About this exercise
In the records below, begin at the line containing "One pin marks each instance of the dirt" and end at the line containing "One pin marks each instance of the turquoise"; quote every line in that span exactly, including both boundary lines, and no others.

####

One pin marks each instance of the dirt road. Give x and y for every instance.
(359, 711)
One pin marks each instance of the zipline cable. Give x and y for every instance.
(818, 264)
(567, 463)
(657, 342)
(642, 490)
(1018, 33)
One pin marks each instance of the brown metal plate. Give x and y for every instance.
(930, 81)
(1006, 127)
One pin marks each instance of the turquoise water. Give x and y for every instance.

####

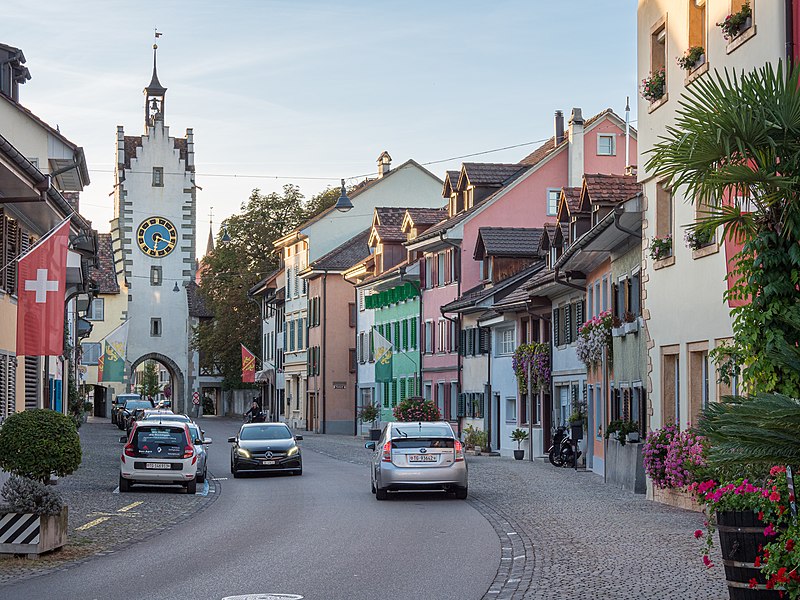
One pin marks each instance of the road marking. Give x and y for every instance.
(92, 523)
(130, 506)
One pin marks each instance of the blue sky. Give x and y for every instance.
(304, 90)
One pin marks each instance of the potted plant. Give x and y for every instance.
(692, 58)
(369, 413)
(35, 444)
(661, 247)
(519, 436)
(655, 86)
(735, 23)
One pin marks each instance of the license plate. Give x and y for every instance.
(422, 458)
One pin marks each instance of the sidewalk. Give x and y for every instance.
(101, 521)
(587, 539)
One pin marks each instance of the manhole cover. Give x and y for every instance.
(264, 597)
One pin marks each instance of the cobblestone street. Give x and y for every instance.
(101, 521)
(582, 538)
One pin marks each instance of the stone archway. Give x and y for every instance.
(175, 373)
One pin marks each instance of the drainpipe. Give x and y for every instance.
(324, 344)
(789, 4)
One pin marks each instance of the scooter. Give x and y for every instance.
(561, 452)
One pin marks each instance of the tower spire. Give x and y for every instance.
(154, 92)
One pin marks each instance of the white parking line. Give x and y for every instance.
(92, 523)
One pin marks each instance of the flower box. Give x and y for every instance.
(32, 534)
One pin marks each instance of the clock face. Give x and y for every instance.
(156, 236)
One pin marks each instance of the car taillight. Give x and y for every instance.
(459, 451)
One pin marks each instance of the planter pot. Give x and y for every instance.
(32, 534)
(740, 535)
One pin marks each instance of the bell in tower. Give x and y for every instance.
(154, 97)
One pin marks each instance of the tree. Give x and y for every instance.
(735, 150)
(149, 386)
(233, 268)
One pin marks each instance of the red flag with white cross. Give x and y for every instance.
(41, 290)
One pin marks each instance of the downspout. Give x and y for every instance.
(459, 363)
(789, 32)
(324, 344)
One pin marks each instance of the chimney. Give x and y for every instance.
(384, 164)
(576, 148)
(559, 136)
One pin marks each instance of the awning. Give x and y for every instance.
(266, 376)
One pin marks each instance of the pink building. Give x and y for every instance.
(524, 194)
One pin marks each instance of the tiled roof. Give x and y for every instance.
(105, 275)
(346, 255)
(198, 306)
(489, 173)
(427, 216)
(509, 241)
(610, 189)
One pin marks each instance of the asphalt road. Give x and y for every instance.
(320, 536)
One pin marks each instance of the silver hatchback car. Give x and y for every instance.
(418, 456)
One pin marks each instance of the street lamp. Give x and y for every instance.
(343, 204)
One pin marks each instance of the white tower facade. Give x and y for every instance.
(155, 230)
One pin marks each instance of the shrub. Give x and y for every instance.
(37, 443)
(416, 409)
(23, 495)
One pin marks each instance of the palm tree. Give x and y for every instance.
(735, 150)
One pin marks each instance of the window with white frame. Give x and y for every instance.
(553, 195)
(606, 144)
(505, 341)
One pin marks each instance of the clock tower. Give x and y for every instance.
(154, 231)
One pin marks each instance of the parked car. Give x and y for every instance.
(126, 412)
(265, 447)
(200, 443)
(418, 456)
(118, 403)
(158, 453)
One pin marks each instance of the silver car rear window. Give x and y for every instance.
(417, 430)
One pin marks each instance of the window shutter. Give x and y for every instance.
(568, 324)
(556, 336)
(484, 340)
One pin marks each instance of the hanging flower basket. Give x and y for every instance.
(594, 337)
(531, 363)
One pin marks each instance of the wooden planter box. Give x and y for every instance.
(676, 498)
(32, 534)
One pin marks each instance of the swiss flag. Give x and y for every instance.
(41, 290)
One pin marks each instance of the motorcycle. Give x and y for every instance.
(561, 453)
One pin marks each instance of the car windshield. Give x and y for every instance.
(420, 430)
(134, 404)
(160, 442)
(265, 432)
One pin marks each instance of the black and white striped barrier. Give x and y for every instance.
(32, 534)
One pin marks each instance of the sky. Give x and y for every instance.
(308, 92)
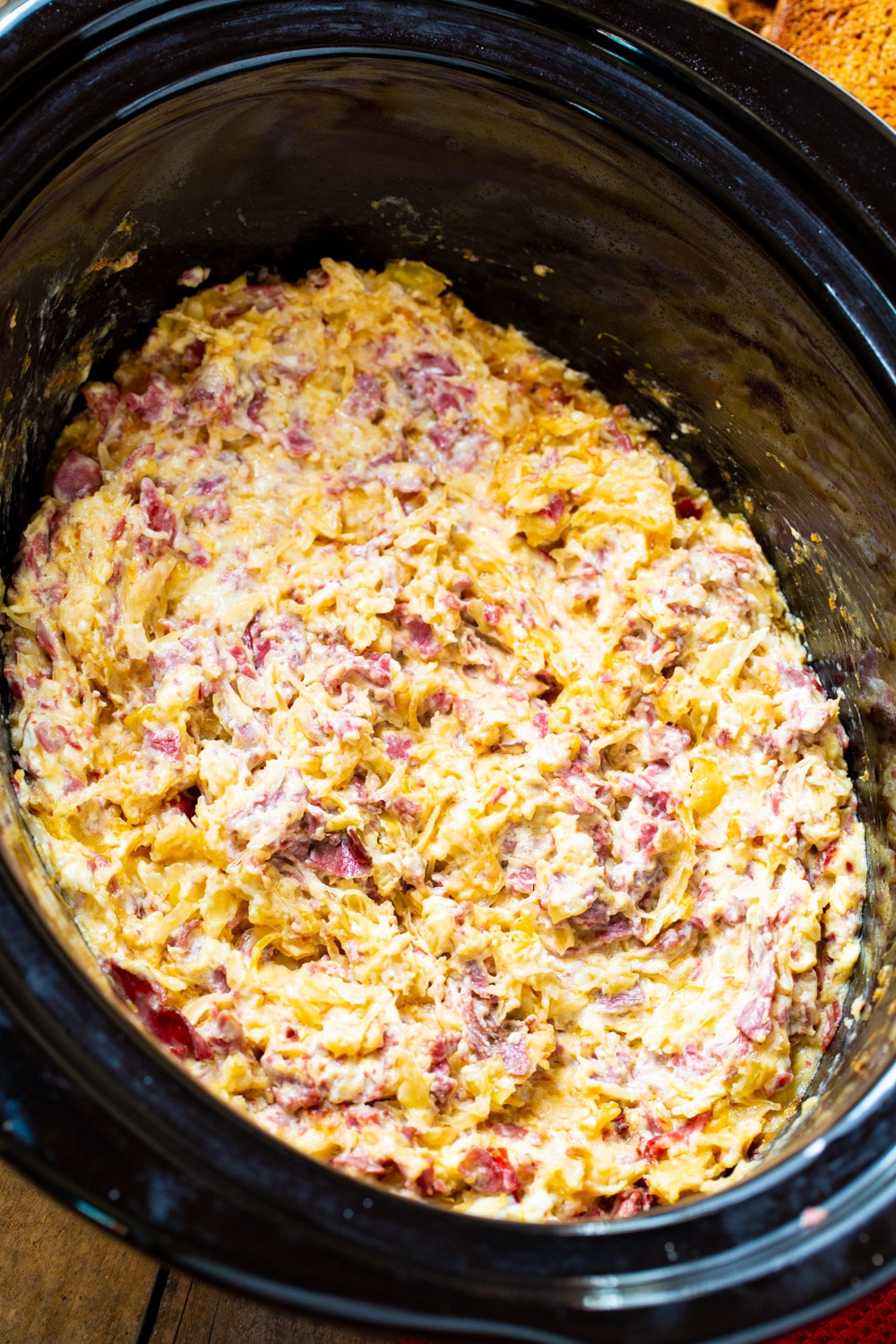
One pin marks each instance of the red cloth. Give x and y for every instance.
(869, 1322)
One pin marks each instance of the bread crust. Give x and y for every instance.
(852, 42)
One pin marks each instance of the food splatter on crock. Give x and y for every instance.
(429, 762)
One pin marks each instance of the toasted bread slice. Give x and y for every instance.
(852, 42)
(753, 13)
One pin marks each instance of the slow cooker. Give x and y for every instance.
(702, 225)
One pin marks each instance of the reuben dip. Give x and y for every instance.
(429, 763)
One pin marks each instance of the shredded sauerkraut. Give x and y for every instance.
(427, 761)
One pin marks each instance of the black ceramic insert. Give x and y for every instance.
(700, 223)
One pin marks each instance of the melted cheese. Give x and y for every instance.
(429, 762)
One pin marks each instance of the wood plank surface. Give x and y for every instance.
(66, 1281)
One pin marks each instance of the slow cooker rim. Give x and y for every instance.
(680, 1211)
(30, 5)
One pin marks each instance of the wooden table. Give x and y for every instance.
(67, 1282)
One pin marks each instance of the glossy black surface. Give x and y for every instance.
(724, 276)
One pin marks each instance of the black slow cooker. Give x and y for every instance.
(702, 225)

####

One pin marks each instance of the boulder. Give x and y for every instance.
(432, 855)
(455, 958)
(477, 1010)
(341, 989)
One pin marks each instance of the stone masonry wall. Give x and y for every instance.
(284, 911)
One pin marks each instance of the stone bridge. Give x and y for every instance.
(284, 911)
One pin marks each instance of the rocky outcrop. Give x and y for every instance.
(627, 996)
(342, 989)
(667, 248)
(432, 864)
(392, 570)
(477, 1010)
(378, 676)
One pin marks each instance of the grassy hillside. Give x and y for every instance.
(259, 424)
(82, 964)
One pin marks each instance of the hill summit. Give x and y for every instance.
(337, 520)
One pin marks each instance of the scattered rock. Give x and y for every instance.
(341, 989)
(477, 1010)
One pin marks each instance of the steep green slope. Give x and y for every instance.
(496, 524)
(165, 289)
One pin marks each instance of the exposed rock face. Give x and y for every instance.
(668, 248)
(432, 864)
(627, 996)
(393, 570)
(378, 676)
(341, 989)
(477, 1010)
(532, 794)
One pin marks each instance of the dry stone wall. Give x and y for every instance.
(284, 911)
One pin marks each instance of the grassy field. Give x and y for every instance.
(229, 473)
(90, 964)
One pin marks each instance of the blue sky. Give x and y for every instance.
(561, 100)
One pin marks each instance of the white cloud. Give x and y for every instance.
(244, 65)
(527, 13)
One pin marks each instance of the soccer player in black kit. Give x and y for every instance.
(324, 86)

####

Reply
One pin marks each instance of the dirt road. Give x and y for every instance.
(359, 711)
One pin marks each instance of the zipline cable. Give x and y for every instance.
(818, 264)
(567, 463)
(657, 342)
(642, 490)
(1018, 33)
One pin marks each instance of the brown metal plate. Give x and y for every instance.
(930, 81)
(1006, 127)
One pin marks each instance of the turquoise water. Give x and y for every instance.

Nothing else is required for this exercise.